#### Written instruction
Reproduce, word for word, the entries from their start through the line containing "55, 63, 214, 267", including both ends.

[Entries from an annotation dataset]
"""

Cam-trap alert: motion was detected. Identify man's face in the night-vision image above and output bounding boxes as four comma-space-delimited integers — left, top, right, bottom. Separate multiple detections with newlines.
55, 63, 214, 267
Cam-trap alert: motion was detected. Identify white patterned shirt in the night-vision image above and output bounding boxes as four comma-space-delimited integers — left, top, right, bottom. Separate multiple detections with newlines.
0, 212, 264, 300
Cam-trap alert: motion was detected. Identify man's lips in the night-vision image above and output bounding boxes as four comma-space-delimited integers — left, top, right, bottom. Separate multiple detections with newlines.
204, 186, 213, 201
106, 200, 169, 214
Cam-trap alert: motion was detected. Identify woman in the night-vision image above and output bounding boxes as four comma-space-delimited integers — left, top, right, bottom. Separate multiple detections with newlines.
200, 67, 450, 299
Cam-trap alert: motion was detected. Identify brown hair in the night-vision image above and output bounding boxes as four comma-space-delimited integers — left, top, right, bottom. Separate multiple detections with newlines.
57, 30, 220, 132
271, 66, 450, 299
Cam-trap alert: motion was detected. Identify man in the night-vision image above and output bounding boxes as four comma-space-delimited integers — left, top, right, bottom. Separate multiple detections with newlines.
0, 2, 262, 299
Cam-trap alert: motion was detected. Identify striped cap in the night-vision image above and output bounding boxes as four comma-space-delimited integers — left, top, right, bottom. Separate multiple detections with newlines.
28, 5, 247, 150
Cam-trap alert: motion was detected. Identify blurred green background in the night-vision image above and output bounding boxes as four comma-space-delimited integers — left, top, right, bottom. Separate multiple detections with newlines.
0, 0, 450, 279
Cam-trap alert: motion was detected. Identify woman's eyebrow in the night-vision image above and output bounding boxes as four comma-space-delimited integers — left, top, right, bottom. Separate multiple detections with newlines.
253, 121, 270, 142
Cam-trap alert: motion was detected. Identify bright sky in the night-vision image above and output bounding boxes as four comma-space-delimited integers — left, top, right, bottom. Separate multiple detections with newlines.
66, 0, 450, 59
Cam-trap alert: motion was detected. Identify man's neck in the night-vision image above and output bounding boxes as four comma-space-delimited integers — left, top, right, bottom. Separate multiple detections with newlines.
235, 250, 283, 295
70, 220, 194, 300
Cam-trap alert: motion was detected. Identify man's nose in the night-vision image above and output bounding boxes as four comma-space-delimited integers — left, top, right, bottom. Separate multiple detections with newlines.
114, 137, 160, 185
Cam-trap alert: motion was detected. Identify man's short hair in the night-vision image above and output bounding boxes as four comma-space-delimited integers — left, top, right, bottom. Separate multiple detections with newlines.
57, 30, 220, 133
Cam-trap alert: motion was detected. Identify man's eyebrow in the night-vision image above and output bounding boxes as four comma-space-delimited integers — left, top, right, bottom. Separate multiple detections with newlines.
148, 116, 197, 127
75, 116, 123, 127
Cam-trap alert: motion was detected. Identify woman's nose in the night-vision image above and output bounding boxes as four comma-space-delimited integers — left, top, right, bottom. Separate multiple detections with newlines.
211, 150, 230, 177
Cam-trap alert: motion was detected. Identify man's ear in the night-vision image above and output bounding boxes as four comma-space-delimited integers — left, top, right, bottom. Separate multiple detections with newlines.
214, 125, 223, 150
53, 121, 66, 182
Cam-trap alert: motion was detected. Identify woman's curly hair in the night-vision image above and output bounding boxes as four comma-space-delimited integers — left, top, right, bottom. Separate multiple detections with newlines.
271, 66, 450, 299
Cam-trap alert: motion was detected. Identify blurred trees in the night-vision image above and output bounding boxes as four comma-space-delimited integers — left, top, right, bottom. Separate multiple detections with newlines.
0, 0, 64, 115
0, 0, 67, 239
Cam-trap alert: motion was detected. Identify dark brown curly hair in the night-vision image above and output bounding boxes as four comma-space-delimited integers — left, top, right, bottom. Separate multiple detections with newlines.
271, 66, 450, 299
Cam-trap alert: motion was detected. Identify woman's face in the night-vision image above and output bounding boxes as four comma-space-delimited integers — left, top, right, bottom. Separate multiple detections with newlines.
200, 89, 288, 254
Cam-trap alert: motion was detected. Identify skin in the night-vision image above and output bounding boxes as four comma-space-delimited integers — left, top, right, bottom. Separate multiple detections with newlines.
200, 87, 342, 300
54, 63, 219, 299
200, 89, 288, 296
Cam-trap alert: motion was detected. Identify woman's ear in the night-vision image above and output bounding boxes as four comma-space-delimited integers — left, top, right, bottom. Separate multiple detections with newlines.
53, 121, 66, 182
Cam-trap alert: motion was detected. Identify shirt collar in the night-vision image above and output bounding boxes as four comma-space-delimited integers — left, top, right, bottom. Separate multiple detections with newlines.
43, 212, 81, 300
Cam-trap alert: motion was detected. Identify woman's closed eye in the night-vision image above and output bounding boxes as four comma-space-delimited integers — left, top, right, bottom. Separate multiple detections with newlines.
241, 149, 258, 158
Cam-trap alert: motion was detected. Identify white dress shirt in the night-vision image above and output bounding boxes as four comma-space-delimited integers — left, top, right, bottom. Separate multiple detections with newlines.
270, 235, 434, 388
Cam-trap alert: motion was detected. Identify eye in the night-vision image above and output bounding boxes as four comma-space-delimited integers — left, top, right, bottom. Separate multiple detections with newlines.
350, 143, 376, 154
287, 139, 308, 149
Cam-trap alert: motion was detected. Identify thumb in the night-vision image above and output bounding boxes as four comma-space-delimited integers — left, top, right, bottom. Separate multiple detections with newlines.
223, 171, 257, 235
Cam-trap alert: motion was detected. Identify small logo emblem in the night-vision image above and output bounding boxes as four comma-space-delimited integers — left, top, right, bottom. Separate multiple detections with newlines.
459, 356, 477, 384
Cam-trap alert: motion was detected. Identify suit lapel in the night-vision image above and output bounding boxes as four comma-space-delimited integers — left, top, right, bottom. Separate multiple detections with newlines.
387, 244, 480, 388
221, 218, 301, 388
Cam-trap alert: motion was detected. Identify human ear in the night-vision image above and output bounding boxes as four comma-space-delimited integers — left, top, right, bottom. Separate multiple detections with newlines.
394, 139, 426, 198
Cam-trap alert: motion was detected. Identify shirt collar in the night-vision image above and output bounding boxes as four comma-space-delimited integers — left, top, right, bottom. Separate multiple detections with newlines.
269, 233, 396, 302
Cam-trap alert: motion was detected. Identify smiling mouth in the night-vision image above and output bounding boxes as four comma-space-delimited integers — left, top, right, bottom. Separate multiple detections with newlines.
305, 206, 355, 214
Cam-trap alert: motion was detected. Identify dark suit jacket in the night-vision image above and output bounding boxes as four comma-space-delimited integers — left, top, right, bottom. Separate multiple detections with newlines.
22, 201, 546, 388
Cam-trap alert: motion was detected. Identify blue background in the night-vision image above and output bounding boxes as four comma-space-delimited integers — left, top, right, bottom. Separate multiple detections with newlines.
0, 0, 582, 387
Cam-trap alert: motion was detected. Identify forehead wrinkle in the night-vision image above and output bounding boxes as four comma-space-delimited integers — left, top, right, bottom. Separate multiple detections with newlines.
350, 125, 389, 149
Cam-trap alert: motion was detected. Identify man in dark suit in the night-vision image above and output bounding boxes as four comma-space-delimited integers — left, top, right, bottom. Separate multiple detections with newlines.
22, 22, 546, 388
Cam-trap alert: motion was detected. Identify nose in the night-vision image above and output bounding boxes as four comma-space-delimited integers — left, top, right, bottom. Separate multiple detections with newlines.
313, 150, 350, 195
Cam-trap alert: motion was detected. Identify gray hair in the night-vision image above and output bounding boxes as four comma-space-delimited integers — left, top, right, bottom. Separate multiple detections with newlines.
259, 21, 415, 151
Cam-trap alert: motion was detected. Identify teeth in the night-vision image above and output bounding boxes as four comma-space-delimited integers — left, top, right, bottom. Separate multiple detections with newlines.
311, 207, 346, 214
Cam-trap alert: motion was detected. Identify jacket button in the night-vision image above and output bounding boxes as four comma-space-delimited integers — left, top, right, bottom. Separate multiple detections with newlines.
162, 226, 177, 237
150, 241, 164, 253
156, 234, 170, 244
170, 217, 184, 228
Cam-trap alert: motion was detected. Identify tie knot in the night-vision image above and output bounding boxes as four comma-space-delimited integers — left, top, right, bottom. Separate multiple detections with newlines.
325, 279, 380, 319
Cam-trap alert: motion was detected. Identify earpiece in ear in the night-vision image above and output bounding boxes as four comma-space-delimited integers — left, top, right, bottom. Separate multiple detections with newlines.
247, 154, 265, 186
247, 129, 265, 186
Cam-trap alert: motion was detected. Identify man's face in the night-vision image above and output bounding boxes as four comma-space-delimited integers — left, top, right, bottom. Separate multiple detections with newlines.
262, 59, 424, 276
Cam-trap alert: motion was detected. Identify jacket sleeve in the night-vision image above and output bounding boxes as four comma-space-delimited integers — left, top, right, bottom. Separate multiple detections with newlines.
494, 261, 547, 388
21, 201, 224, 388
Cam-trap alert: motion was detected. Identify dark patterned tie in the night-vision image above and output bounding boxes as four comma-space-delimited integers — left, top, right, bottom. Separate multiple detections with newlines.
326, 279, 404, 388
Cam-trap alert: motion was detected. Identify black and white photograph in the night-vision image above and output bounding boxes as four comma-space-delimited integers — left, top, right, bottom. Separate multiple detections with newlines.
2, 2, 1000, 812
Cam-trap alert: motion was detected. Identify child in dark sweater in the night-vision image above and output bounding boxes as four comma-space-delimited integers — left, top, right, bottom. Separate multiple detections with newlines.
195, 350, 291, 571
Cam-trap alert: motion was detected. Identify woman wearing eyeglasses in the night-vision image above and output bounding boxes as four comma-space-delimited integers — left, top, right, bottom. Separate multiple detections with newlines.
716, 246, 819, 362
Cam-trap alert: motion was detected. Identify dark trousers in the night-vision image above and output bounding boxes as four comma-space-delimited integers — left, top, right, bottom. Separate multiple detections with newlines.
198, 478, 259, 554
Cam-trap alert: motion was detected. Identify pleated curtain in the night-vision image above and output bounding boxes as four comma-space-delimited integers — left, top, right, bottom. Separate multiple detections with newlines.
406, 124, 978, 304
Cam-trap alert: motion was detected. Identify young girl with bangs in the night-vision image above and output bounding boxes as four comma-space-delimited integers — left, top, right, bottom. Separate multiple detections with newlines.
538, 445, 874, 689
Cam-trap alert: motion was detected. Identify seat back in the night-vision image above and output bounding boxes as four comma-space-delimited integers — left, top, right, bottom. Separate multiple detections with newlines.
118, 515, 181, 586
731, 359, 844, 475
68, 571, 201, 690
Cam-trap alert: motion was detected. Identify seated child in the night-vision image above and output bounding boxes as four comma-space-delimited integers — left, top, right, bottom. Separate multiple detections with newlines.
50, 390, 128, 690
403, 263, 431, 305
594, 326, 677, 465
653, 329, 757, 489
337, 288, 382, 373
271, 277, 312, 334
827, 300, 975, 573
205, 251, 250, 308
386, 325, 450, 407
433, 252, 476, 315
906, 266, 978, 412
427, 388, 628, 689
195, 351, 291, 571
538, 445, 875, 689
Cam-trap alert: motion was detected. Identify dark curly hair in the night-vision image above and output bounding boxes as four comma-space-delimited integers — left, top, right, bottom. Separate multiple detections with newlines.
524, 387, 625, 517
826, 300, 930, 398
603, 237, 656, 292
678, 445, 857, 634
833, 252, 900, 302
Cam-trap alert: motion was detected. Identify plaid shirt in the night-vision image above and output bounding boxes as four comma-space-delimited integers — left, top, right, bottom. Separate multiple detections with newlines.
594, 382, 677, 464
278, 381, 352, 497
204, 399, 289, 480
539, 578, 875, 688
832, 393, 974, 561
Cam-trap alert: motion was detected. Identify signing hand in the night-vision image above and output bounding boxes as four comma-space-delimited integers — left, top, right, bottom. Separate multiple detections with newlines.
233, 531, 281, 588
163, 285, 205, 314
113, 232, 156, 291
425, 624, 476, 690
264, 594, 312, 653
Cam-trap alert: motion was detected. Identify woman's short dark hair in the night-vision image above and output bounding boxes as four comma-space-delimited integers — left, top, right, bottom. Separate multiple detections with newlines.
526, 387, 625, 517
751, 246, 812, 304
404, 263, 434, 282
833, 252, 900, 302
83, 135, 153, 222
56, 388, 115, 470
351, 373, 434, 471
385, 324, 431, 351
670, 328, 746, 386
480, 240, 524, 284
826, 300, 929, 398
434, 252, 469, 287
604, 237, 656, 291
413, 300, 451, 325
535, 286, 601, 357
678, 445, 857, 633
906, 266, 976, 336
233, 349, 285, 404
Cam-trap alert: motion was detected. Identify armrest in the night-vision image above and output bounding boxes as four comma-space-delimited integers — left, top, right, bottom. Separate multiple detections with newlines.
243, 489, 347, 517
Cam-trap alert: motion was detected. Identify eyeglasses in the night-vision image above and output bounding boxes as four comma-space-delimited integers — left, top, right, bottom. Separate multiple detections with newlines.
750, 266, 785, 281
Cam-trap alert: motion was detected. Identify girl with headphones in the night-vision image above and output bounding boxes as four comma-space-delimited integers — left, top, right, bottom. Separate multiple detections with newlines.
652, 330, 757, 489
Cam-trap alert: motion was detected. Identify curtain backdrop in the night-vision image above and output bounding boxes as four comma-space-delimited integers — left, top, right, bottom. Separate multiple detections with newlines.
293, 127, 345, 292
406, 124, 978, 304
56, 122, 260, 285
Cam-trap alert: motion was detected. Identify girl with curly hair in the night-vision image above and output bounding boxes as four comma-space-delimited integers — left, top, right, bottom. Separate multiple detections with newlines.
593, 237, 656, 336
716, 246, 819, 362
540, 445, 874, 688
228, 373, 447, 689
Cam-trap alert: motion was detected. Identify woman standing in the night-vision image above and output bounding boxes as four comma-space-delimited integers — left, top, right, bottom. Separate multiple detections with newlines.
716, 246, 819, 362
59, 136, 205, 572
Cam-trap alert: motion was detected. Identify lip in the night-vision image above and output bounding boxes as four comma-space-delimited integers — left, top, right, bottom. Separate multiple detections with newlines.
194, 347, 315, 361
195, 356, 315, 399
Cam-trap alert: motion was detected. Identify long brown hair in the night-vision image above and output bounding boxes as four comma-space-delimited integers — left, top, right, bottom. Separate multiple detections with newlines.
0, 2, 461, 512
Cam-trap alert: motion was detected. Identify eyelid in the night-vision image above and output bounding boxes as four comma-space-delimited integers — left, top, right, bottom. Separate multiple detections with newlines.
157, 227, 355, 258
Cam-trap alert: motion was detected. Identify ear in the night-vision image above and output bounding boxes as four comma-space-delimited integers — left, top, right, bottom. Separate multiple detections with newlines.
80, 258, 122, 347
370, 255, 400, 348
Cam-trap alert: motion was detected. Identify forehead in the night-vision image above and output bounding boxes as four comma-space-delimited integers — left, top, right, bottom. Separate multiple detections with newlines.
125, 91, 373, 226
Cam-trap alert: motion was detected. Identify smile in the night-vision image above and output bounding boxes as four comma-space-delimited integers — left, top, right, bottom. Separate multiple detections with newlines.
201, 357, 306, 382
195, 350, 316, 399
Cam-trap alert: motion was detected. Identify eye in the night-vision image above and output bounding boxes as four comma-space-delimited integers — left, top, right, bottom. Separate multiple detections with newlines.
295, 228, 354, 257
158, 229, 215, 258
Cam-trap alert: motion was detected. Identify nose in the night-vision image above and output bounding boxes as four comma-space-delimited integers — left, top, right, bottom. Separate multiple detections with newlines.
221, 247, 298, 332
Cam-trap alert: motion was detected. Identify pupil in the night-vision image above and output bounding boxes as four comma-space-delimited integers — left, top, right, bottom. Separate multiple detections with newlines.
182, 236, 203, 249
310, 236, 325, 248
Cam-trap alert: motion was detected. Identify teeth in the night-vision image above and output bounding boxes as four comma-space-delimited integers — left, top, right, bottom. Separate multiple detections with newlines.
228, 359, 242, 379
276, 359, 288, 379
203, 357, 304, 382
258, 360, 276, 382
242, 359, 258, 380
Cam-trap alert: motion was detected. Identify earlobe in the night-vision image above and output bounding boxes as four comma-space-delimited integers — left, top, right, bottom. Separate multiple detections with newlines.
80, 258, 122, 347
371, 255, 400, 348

"""

#### Exercise solution
Cam-trap alert: motion was detected. Identify man's face in the night-vision image above and output bounding boxes as four comma-space-delimited integers — left, top, right, bottom. Separate multiple detections with newlines.
55, 63, 214, 267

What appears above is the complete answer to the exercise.